**BRIEF:** Copy out the final stretch of the listing: the line that contains "Reviewer check: make sure each instance of the dense" and all lines after it, exactly as they appear.
-- START DATA FOR THIS TASK --
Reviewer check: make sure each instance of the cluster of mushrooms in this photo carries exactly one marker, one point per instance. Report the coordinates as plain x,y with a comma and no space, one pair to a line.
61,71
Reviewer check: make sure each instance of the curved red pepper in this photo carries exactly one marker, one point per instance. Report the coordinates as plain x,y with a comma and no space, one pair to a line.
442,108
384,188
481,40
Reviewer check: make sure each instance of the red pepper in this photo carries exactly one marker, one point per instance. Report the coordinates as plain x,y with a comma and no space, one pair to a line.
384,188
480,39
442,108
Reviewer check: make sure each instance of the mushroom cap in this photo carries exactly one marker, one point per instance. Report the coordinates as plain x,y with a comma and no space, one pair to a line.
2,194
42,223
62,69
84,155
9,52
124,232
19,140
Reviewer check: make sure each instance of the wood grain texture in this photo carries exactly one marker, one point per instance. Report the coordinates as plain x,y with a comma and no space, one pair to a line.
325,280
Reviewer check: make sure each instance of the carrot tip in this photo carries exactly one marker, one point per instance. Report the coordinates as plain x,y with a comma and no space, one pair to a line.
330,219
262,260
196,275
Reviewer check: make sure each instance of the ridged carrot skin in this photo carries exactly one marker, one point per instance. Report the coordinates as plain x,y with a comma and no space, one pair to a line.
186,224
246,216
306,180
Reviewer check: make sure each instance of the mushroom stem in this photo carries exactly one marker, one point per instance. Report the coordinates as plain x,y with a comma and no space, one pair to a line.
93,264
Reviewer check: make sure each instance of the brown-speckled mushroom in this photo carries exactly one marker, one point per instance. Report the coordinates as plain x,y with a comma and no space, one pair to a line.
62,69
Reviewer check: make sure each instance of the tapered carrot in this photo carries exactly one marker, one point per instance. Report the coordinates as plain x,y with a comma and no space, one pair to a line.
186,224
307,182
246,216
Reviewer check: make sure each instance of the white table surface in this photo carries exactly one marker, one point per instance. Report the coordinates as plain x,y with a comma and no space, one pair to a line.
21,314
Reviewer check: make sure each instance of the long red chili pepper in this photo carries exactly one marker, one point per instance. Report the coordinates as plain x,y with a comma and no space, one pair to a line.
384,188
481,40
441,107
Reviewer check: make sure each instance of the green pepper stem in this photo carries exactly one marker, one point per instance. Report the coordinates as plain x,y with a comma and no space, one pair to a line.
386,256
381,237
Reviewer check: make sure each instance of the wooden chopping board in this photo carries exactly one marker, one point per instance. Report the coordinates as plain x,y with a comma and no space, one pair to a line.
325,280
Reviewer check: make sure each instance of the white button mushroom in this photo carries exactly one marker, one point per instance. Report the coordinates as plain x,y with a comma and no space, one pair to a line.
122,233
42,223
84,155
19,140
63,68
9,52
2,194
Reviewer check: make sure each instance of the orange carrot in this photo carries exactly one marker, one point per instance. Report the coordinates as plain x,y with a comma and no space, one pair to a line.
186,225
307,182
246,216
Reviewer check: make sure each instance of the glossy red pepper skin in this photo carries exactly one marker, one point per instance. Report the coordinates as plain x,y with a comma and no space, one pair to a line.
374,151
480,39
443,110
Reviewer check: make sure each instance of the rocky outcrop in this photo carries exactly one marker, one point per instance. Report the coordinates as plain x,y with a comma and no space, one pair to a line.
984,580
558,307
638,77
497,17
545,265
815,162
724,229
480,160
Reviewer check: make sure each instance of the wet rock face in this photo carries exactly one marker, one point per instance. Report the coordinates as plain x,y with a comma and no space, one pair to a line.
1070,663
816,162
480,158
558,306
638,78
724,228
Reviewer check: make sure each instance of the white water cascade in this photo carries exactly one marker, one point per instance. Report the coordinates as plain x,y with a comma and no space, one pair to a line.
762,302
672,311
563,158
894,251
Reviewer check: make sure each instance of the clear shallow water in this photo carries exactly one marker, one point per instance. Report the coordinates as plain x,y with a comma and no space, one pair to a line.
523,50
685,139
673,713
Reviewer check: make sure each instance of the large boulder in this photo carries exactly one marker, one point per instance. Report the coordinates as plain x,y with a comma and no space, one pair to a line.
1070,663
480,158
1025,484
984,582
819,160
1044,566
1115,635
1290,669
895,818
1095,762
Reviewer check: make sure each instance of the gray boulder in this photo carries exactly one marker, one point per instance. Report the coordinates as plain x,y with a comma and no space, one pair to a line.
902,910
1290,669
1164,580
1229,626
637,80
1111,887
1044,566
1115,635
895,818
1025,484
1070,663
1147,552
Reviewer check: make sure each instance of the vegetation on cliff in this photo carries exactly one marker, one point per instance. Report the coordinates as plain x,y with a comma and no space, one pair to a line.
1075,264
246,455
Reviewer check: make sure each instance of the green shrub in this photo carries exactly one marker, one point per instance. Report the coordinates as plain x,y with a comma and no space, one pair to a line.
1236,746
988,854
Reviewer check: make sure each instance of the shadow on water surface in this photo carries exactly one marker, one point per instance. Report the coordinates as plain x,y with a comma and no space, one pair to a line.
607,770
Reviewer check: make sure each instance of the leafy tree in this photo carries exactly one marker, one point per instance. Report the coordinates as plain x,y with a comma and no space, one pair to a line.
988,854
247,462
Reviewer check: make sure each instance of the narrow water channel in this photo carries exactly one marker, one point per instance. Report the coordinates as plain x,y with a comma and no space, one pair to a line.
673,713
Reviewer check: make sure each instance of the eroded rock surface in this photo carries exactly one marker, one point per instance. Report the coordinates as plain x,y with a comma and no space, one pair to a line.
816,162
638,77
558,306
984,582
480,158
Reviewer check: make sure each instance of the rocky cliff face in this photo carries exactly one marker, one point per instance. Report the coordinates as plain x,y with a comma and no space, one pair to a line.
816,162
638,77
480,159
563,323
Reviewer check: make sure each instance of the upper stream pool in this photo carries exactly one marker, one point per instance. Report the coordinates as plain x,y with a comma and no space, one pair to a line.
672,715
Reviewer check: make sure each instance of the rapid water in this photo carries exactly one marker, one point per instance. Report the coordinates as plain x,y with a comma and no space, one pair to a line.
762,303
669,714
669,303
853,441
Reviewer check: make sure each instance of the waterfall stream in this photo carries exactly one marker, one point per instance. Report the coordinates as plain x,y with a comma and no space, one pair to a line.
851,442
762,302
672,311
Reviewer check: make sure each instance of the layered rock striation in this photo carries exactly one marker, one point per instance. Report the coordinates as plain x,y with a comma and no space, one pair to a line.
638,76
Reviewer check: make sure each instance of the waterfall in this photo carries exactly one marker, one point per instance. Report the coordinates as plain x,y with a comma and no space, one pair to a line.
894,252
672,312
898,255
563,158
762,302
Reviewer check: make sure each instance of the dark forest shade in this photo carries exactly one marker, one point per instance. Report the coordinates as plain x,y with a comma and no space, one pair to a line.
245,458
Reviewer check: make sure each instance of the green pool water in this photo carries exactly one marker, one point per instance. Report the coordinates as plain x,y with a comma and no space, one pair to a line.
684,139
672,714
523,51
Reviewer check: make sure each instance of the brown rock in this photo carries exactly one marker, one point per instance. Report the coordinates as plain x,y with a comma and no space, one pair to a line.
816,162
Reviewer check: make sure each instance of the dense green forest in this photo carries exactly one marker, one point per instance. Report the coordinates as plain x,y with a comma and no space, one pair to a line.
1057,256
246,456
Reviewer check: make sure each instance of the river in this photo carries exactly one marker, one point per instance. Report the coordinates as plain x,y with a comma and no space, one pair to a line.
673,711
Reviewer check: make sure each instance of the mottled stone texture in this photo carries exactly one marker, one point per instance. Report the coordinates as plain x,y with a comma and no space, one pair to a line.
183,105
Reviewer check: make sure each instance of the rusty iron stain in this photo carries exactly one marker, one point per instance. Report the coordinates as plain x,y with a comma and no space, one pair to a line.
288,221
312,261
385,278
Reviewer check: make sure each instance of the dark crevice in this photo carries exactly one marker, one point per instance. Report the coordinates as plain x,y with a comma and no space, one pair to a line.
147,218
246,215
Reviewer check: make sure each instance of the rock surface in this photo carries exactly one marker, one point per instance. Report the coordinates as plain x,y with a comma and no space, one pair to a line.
-- END DATA FOR THIS TASK --
**PROBLEM SOLUTION:**
Reviewer check: make sure each instance of the dense green forest in this photo carries exactly one marker, one point per instance. Report the coordinates as plain x,y with a comma and no space, one pair to a line.
1057,256
246,456
Reviewer check: make sure each instance of the river in this photo carries exactly one marker, one point per instance. Report the coordinates as plain x,y with a comma and no space, one pair to a line.
673,711
Reviewer check: make sure each instance of the mottled stone texture in this photo carries exactly one marker, one point per instance. Report the coordinates as plain x,y with a comma and no space, one pair to a line.
183,105
Reviewer check: make sure each instance of the rusty iron stain in this photo carries exactly one marker, one point per instance. Report the coordinates as plain x,y with a comma and no space, one pair to a line.
288,221
312,261
385,278
Reviewer check: make sure each instance of the dark crevice in this photo carries exactly one marker, one point per instance. Report the coordinates as plain x,y with a comma and no space, one pair to a line.
147,218
246,215
Reviewer check: make sure each instance of the rock surface in this photo carries exactly one marker, one point per instance. Report the coordinates as plain x,y with a comma and no space, one pair to a line.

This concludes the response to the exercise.